→ **Task requirements**
Your task is to print all of the data word for word.

(Named object pointing entries)
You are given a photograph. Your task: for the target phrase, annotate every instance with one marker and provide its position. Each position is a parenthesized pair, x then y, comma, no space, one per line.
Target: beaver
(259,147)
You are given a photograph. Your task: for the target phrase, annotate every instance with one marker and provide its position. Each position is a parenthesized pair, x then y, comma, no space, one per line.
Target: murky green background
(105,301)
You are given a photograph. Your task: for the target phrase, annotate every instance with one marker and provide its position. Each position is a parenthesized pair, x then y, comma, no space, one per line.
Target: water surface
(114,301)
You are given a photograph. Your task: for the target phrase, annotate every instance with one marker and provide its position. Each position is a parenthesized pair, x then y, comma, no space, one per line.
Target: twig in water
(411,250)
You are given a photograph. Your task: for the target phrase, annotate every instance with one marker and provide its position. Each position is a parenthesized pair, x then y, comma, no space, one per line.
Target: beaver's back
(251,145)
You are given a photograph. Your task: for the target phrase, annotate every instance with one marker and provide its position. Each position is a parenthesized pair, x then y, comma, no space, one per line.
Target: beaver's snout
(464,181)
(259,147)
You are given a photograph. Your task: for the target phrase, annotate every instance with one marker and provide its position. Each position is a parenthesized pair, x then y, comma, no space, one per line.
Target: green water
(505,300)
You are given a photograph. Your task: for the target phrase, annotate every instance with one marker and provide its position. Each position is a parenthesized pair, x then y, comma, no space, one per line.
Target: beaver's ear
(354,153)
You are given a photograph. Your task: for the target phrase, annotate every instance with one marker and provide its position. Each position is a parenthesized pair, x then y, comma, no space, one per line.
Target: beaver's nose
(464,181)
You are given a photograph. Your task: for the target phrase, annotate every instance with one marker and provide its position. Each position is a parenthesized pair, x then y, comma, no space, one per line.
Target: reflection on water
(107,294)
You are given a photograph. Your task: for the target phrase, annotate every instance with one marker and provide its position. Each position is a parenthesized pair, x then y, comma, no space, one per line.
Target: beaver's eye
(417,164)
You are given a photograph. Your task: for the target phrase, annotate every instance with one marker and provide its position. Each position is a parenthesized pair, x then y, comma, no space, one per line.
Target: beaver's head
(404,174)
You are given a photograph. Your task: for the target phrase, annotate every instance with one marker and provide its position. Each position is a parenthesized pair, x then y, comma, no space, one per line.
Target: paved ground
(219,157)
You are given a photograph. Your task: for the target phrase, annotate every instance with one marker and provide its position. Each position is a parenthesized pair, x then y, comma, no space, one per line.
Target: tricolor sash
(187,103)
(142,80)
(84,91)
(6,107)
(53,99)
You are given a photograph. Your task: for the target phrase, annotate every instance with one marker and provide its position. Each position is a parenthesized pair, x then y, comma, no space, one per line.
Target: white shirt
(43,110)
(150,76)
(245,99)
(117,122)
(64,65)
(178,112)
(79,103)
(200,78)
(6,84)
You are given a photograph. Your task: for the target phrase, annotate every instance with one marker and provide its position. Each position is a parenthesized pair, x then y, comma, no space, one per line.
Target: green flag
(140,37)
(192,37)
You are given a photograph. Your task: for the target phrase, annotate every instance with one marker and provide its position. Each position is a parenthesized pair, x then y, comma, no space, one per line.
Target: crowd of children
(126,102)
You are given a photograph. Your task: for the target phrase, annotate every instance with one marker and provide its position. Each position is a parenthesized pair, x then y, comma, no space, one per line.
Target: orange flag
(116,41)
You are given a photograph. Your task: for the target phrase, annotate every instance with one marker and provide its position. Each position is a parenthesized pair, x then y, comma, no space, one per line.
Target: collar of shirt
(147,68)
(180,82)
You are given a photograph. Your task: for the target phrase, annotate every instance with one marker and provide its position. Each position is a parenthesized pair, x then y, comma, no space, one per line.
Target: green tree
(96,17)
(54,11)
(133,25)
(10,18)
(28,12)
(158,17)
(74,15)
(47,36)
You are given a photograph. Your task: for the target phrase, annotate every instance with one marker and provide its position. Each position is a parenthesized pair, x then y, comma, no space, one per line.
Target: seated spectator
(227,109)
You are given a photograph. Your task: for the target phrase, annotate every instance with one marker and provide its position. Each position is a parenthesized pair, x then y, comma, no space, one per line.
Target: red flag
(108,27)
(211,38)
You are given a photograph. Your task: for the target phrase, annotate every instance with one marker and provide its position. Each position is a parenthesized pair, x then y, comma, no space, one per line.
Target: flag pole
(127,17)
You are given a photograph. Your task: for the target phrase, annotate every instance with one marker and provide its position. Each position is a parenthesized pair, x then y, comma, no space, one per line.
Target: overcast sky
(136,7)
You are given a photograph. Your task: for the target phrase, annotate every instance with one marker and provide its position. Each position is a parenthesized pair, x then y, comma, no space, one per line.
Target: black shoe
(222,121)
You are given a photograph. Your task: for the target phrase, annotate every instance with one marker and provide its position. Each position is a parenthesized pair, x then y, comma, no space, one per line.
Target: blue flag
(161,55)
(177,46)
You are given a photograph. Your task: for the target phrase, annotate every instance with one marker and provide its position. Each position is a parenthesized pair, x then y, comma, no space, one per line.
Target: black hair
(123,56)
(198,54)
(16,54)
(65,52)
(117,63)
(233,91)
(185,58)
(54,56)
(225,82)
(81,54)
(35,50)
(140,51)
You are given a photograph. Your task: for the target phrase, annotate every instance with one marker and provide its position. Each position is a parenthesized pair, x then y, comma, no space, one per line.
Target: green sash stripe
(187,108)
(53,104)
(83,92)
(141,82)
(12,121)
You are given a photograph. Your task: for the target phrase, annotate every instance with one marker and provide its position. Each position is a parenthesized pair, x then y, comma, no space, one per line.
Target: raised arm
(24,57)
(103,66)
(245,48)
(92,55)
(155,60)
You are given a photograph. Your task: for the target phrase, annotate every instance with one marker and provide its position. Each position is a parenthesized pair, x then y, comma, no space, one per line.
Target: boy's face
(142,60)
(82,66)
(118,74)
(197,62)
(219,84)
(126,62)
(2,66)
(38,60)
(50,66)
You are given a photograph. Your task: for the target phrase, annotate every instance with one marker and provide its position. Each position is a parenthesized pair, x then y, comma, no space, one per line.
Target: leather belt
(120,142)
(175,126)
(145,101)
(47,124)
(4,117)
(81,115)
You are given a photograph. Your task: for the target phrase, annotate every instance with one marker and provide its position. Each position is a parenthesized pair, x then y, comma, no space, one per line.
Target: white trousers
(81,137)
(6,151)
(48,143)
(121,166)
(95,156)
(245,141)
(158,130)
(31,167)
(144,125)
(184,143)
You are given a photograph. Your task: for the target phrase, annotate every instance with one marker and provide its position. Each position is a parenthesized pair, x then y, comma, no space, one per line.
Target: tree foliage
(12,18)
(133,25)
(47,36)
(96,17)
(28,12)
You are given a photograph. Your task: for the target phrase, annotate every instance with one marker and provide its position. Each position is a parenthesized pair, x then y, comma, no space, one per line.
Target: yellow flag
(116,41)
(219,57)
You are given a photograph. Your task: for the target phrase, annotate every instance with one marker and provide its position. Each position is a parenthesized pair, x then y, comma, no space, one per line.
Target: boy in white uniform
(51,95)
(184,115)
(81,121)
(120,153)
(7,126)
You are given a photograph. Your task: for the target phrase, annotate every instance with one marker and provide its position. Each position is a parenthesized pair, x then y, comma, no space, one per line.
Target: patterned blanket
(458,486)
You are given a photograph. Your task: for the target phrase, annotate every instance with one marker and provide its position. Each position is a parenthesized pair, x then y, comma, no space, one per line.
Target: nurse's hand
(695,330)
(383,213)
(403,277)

→ **Output**
You are given a photograph. Your task: for the target phrase, annotate every instance with one marker and provide its position. Each position is a parenthesized pair, x then y, comma, no space, one per line.
Target: beaver
(259,147)
You are given a photograph. Your task: for the target phrase, annotate every instance with one marker and provide its position. Each position is a parenthesized pair, x then y, comma, no space, one per line.
Target: murky green background
(105,301)
You are given a photograph. Your task: for the target phrase, annotate every instance with one marker and provide its position. Each position is a parenthesized pair, x then y, comma, no space, one per line.
Target: water surface
(114,301)
You are given a photograph. Your task: for the target phrase, annotate every instance with one marker and provide its position. Each position is a parenthesized pair, x then y, comma, no space, one per line.
Target: twig in water
(411,250)
You are given a photograph. Your task: for the target phrase, annotate every instance with one marker and provide its position. Each position is a parenthesized pair, x then y, comma, no space, one per line.
Target: beaver's back
(251,145)
You are given a photograph. Your task: for the target phrase, annotate every instance with one marker and provide its position. Each position is a parenthesized pair, x then y, comma, no space, one per line.
Target: beaver's snout
(464,181)
(259,147)
You are given a photograph. Your task: for the target phrase, annotate every instance with one marker and provide its position. Each position is a parenthesized pair, x then y, comma, no space, one per line.
Target: green water
(505,300)
You are given a photograph. Your task: for the target phrase, annotate every instance with one marker and provide its position. Each position is a parenthesized pair, x then y, comma, no space, one per line.
Target: beaver's ear
(354,153)
You are given a photograph. Your task: for the target phrase, annotate every instance with one marker and provide its position. Each position is a parenthesized pair, x then y, comma, no space, one per line.
Target: beaver's nose
(464,181)
You are given a photograph. Your task: for the target phrase, annotate every instance with one marker and provide its position. Each position is a parenthesized pair, x then y, comma, no space, one per line.
Target: reflection on water
(107,294)
You are given a photograph. Your task: for the target phrase, annotate every instance with one marker and provide its position. Each position is a parenthesized pair, x then y, comma, no space, one per line.
Target: beaver's eye
(417,164)
You are given a photograph. Your task: for the target phrase, annotate every instance with one marker and provide its position. Each position is a parenthesized pair, x then y, comma, no space, one per line.
Target: beaver's head
(404,174)
You are given a photograph. Your task: for the target phrase, annotate every instance with one marker and provide its position. Each position is a parenthesized pair, x then y, comma, no space, one per line.
Target: paved ground
(219,157)
You are given a photograph. Your task: for the target phrase, annotate every instance with one marker and provide its position. Each position is a parenthesized pair, x then y, comma, no space, one per line.
Target: tricolor sash
(187,103)
(142,80)
(84,91)
(6,107)
(53,99)
You are given a photograph. Your task: for the target phrase, annotate every instance with one marker and provide its position. Each position is a parenthesized pair, x then y, comma, no space, one per line.
Target: white shirt
(43,110)
(150,76)
(245,99)
(117,122)
(64,65)
(178,112)
(79,103)
(200,78)
(6,84)
You are given a photograph. Your task: for the target phrase, annotate every instance with one marker and provide its position. Each position is a parenthesized pair, x then y, comma, no space, one per line.
Target: green flag
(140,37)
(192,37)
You are given a photograph. Your task: for the target phrase, annotate every instance with one marker and provide its position. Each position is a parenthesized pair, x then y, comma, no space, one per line.
Target: crowd of children
(126,102)
You are given a photograph. Your task: for the target phrase, annotate every instance with one marker and provide its position. Each position is a parenthesized pair, x then y, comma, no space, one per line.
Target: orange flag
(116,41)
You are given a photograph. Your task: for the target phrase, annotate every instance with one marker and provide its position. Each position is a parenthesized pair, x then y, comma, no space, one per line.
Target: collar of shirt
(147,68)
(180,82)
You are given a photograph. Your task: for the target phrase, annotate every instance with one marker and provide its position. Each position is a parenthesized pair, x then y, comma, no space, one per line.
Target: green tree
(96,17)
(54,11)
(133,25)
(10,18)
(28,12)
(158,17)
(74,15)
(47,36)
You are given a photograph. Your task: for the target phrase, annotate every instance with one marker and provide its position. Each position is a parenthesized pair, x then y, comma, no space, one per line.
Target: seated spectator
(227,109)
You are given a photograph. Your task: for the target phrase, annotate every instance with one marker and provide its position. Each position is a parenthesized pair, x then y, comma, no space, one per line.
Target: red flag
(108,27)
(211,38)
You are given a photograph. Your task: for the target phrase, annotate every instance with one marker and provide its position. Each position is a parenthesized pair, x then y, comma, no space, one per line.
Target: flag pole
(127,17)
You are given a photograph. Your task: for the target phrase, annotate every instance with one marker and provide its position. Each position is a parenthesized pair, x then y, comma, no space, one per line.
Target: overcast sky
(136,7)
You are given a photograph. Your task: for the target phrase, annotate every instance with one marker and provide its position. Each position is a parenthesized pair, x then y, comma, no space, one per line.
Target: black shoe
(222,121)
You are given a photograph. Your task: for the target phrase, annotate every instance with one marker and provide its position. Each position is a parenthesized pair, x then y, comma, no space, one per line.
Target: blue flag
(161,55)
(177,46)
You are given a photograph. Your task: for the target phrase, annotate every instance with one marker and provide its position. Each position is a parenthesized pair, x then y, comma, no space, one per line.
Target: black hair
(123,56)
(198,54)
(16,54)
(65,52)
(117,63)
(233,91)
(185,58)
(54,56)
(225,82)
(81,54)
(35,50)
(140,51)
You are given a photograph. Your task: for the target phrase, annotate every instance with one marker and provide its position. Each position is a parenthesized pair, x then y, comma, no space, one per line.
Target: green sash stripe
(187,108)
(53,104)
(83,92)
(141,82)
(12,121)
You are given a photograph. Your task: for the target phrase, annotate every instance with one marker and provide its position. Each position is a parenthesized pair, x then y, comma, no space, one per line.
Target: raised arm
(24,57)
(103,66)
(245,48)
(92,55)
(155,60)
You are given a photograph. Your task: for the target phrase, annotate every instance with one marker and provide its position. Each position is a parenthesized pair, x then y, comma, no space, one per line.
Target: boy's face
(142,60)
(82,66)
(118,74)
(197,62)
(219,84)
(126,62)
(2,66)
(38,60)
(50,66)
You are given a photograph. Your task: for the target phrase, annotate every instance with one marker and provide its position. Each position is a parenthesized pair, x then y, comma, no space, one per line.
Target: leather belt
(120,142)
(175,126)
(145,101)
(47,124)
(4,117)
(81,115)
You are given a photograph. Your task: for the target phrase, annotate every instance with one marker and provide its position. Each position is a parenthesized pair, x then y, comma, no space, one per line.
Target: white trousers
(81,137)
(6,151)
(48,143)
(121,166)
(95,156)
(245,141)
(158,130)
(31,167)
(144,125)
(184,143)
You are given a photograph. Your task: for the target phrase, annotate every instance with one marker and provide its position. Each position is a parenthesized pair, x then y, comma, no space, one per line.
Target: tree foliage
(12,18)
(133,25)
(47,36)
(96,17)
(28,12)
You are given a photograph. Your task: for the target phrase, annotate every instance with one marker and provide its position. Each position is a parenthesized pair, x then y, comma, no space, one per line.
Target: yellow flag
(116,41)
(219,57)
You are given a photograph. Your task: for the target phrase, annotate every instance with one marker and provide its position. Each position is a parenthesized pair, x then y, comma, no space, one per line.
Target: boy in white uniform
(51,95)
(184,115)
(81,121)
(120,153)
(7,126)
You are given a photograph. Your task: for the target phrase, annotate every instance with one marker and provide its position. Each position is a parenthesized pair, x then y, comma, no space, one per line.
Target: patterned blanket
(458,486)
You are given a photograph. Your task: for the target phrase, annotate every instance with one marker and provide its position. Each position is a parenthesized pair, x then y, comma, no space, one per line.
Target: nurse's hand
(695,330)
(383,213)
(403,277)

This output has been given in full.